_Source extract_
When the question, “Who is a criminal?” was posed by Erica Licht, at the same workshop (Licht is a Fulbright Scholar from the United States in Nigeria to do a research on “Youth and Urban violence in Lagos, Nigeria”), I was rattled to my bone marrow with guilt by the answer a student from Michael Otedola College of Primary Education gave. The answer given was direct and somewhat made everybody guilty: “A criminal is anybody who sees a crime being committed and chooses to be silent”. The answer questions the “Siddon-look” approach popularised by the former Minister of Justice and Attorney General of the Federation, the late Chief Bola Ige, at the extreme of the late Gen. Sani Abacha’s misadventure in Nigeria’s political history.

Rather than sit and look while the present is bastardised, to create a disgruntled generation of youths annoyed with their past (our own present) and not sympathetic to their own future, thereby continuing the vicious circle of mindless abandonment, of silence, of contentment in the face of buoyancy that favours the few and sends many to abject penury, we must break this culture of silence. The more we burke issues that pertain to our welfare, for the mere fact that we don’t want to be at the receiving end of the offshoot of such demands, the more we are subjected to gulping down inequality, inefficiency, ineffectiveness and blatant waste of resources by the few at the helms of affairs.

Youths and activists in Egypt despite a recent revolution that ousted President Hosni Mubarak from office took back to Cairo’s Tahrir Square to question why President Morsi would amass so much power that even the deposed Mubarak could not even have at the height of his dictatorship. Under a new emergency decree, President Morsi’s decisions cannot be revoked by any authority, including the judiciary, until the new constitution has been ratified and a fresh parliamentary election held, but the citizenry are not taking it likely, they are asking questions, they want a response from a government that came to be through the toil and blood of their brothers and sisters. And they are not afraid if this leads to another revolution! In Greece, citizens are at odds with the government for taking them down austerity road. They are asking questions, I don’t know why Nigerians choose the never ending enduring road of suffering in silence; our silence hurts more than our suffering!

In a recent interview on Sahara TV, the Convener of the Save Nigeria Group, Pastor Tunde Bakare, opined that,” If people are allowed to become unaccountable, then they become tyrants.” The only way to make people accountable is to take them up on what has been put in their trust for the general good. The need to ask salient questions and demand for justice becomes imperative everyday. The Yoruba would say, “If you are quiet, your general being and welfare keeps quiet too”.

Though we have witnessed scenes of brutal oppression where the Nigerian state had unleashed its repressive state apparatus on citizens, we should not be deterred from asking questions and when answers aren’t coming (like it always does), we should take action against the enemies of the masses of the people. It is only that way, that people like Muyideen Mustafa, the 23-year-old boy shot by the Nigeria Police in Ilorin during the January Occupy Nigeria struggle won’t have died in vain. I know doing the right thing is never the easiest thing to do, but we can bequeath a legacy for generations yet unborn even though the generation right ahead betrayed us! I believe in a Nigeria that is amongst 20 most developed economies, maybe not by 2020, but definitely soonest.

_Recorded data_
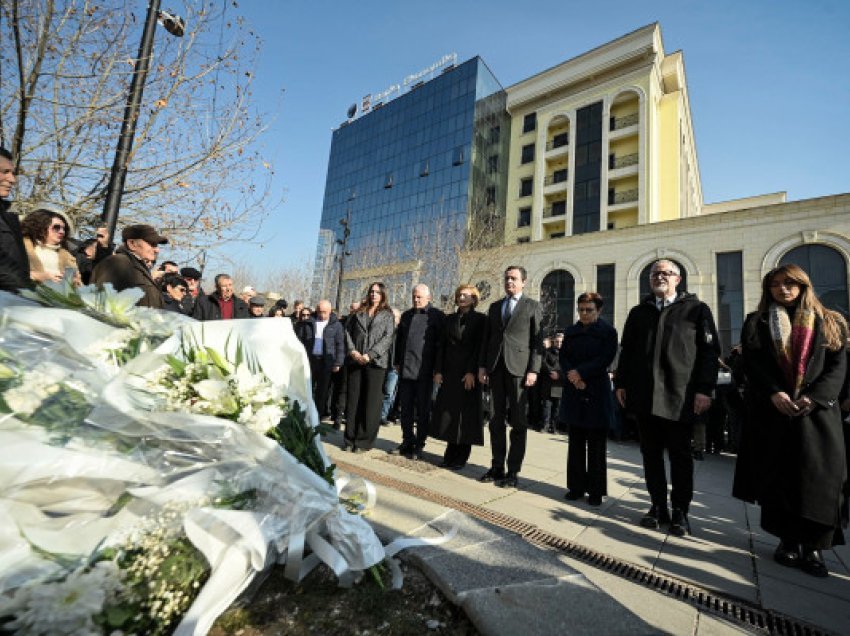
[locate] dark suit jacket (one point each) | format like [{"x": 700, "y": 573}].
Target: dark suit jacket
[
  {"x": 14, "y": 265},
  {"x": 518, "y": 342}
]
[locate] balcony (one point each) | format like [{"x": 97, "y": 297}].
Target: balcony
[
  {"x": 618, "y": 123},
  {"x": 555, "y": 182},
  {"x": 622, "y": 199},
  {"x": 557, "y": 211}
]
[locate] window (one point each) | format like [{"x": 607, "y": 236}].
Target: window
[
  {"x": 828, "y": 271},
  {"x": 730, "y": 299},
  {"x": 524, "y": 217},
  {"x": 492, "y": 164},
  {"x": 605, "y": 288}
]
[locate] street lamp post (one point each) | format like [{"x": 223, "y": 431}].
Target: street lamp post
[
  {"x": 343, "y": 243},
  {"x": 118, "y": 175}
]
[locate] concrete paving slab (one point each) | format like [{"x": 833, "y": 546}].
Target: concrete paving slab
[
  {"x": 569, "y": 605},
  {"x": 468, "y": 532},
  {"x": 664, "y": 614}
]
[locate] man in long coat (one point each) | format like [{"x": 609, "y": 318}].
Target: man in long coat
[{"x": 666, "y": 374}]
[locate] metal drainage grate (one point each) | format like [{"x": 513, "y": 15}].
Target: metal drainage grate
[{"x": 727, "y": 607}]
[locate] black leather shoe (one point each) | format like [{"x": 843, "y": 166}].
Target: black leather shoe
[
  {"x": 405, "y": 450},
  {"x": 655, "y": 516},
  {"x": 509, "y": 481},
  {"x": 812, "y": 563},
  {"x": 787, "y": 554},
  {"x": 492, "y": 475},
  {"x": 679, "y": 524}
]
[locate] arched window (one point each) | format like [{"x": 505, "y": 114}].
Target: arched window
[
  {"x": 646, "y": 290},
  {"x": 557, "y": 297},
  {"x": 828, "y": 271}
]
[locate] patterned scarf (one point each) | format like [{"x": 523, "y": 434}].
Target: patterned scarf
[{"x": 793, "y": 342}]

_Complete the following_
(1) Output the portion of the essay on Nigeria's culture of silence that begins at the words "Though we have" and stops after "but definitely soonest.".
(2) Answer these questions using the essay on Nigeria's culture of silence:
(a) What institution was the student who defined a criminal from?
(b) Where did youths and activists in Egypt gather to question President Morsi?
(c) In which city was Muyideen Mustafa shot?
(3) List every individual person named in the essay on Nigeria's culture of silence.
The entries above are not needed for this work.

_Solutions to the exercise_
(1)
Though we have witnessed scenes of brutal oppression where the Nigerian state had unleashed its repressive state apparatus on citizens, we should not be deterred from asking questions and when answers aren’t coming (like it always does), we should take action against the enemies of the masses of the people. It is only that way, that people like Muyideen Mustafa, the 23-year-old boy shot by the Nigeria Police in Ilorin during the January Occupy Nigeria struggle won’t have died in vain. I know doing the right thing is never the easiest thing to do, but we can bequeath a legacy for generations yet unborn even though the generation right ahead betrayed us! I believe in a Nigeria that is amongst 20 most developed economies, maybe not by 2020, but definitely soonest.

(2)
(a) Michael Otedola College of Primary Education
(b) Cairo's Tahrir Square
(c) Ilorin

(3)
Erica Licht
Bola Ige
Sani Abacha
Hosni Mubarak
Morsi
Tunde Bakare
Muyideen Mustafa